● Parts of the exercise
[1] According to the text on passive investing, what has happened to honest posting on valuation-related topics at many discussion boards where Passive Investing advocates gather?
[2] Carry on the text about the Passive Investing model from its last sentence.

● Text block

The obvious place to have the debate is on the internet. We have available to us a communications medium that facilitates instant global communications including both average investors and any experts who elect to participate. I have engaged in numerous efforts to begin such a debate in numerous places and the reaction has been the same just about everywhere. There is always huge interest. There is a great thirst today among ordinary middle-class investors for sensible and realistic investing advice. There has also always been a small number of people who view
themselves as “expert” in the field (perhaps they have started a web site or a discussion board) and who react with intense hostility to questioning of the “timing never works” dogma. I have seen this happen too many times to believe that it is the result of a quirk of one particular individual or one particular site’s posting administration practices. Defensiveness over questioning of the “timing never works” dogma is endemic to believers in the Passive Investing model and to a large extent to all of today’s investors (and, incredibly enough, to most of today’s investing experts!).
This is what needs to change. For the good ideas in the Passive Investing model (keeping costs low is a good idea, ignoring the short-term noise is a good idea, sticking with a strategy for the long term is a good idea, accepting the need to tap into the higher returns offered by stocks is a good idea) to survive, investors need to be educated as to why it is every bit as important to engage in long-term timing as it is to avoid short-term timing. We need to reformulate the Passive Investing model to retain the good in it while rejecting the flawed element — the idea that valuations do not affect long-term returns and that therefore there is no need to change one’s stock allocation in response to big price changes.
Honest posting on valuation-related topics has been banned at numerous discussion boards at which large numbers of Passive Investing advocates congregate. This shows clearly the extent to which defensiveness has come to dominate “consideration” of the flaws in the model.

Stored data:
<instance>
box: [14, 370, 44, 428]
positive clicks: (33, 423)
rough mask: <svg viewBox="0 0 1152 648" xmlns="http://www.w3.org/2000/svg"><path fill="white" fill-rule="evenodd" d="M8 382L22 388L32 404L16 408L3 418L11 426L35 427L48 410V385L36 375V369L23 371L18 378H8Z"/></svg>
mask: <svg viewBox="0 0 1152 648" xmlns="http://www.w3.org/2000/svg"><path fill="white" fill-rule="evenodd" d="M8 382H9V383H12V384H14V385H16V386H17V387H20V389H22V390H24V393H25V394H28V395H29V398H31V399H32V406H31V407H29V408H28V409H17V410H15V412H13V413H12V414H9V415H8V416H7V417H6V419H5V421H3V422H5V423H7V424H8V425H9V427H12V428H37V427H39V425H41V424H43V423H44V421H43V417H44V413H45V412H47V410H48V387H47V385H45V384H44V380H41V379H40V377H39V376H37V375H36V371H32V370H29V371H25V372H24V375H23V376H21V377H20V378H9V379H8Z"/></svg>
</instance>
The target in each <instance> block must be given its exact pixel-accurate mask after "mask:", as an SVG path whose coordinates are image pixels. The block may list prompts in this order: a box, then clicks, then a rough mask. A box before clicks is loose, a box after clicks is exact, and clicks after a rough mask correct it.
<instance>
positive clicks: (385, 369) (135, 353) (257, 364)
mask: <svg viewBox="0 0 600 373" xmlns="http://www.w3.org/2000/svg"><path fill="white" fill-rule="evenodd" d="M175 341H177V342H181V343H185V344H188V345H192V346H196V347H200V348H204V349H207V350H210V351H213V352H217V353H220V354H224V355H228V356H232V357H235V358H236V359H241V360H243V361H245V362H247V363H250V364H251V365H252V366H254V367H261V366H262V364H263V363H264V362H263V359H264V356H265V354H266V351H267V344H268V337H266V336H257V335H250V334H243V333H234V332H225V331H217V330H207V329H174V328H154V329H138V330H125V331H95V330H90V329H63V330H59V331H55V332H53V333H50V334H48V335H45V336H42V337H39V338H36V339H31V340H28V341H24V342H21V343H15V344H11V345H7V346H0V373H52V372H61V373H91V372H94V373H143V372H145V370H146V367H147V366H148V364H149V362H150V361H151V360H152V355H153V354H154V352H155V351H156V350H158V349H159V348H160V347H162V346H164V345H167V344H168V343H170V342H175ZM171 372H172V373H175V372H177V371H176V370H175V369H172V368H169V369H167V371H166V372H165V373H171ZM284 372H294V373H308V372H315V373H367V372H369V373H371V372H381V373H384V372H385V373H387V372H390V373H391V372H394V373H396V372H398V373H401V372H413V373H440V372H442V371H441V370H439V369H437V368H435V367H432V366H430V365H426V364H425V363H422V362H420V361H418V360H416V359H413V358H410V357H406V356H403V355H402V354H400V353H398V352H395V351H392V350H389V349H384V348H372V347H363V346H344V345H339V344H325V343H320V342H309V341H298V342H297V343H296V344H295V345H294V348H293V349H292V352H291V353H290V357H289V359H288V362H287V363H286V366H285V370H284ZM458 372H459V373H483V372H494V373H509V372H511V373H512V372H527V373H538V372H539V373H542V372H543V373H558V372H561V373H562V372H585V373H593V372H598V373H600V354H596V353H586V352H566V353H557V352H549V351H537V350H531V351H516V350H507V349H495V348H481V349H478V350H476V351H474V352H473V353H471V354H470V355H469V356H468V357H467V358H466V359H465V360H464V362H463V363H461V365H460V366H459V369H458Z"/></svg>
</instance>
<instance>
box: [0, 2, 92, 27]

● Expected outputs
[1] It has been banned at numerous such discussion boards.

[2]
I’ll leave you with links to two articles posted at my site that document the problems with how Passive Investing strategies are followed by real live investors in the real live world. The first is entitled “Internet Discussion Boards Ban Honest Posting on Valuations!” and sets forth snippets of 101 comments by discussion-board participants showing how great is the desire for informed exploration of these topics and how great is the pain being experienced by those trying to continue to maintain confidence in the failed dogmas:
The second is entitled “Stock Panic Up Close and Personal.” This article offers observations on ways in which the contradictions of the Passive Investing model have caused large numbers of investors to run around in circles trying to make sense of the nonsense idea that valuations do not affect long-term returns (this idea is of course implicit to any claim that it is not necessary to change one’s stock allocation in response to big price changes):
Your voice is of course a greatly respected one in the community of Passive Investing advocates. A few words from you would have a great positive influence. I hope that we can work together to bring an end to the frictions and to bring resolution to the contradictions and misunderstandings.
Thanks much both for the fine work you have done over the years helping middle-class investors come to a better understanding of the realities and for taking the time to listen to my plea for help in taking the Indexing Revolution in a new direction. Please let me know if you have questions about what I have said or if you have thoughts about how best to proceed.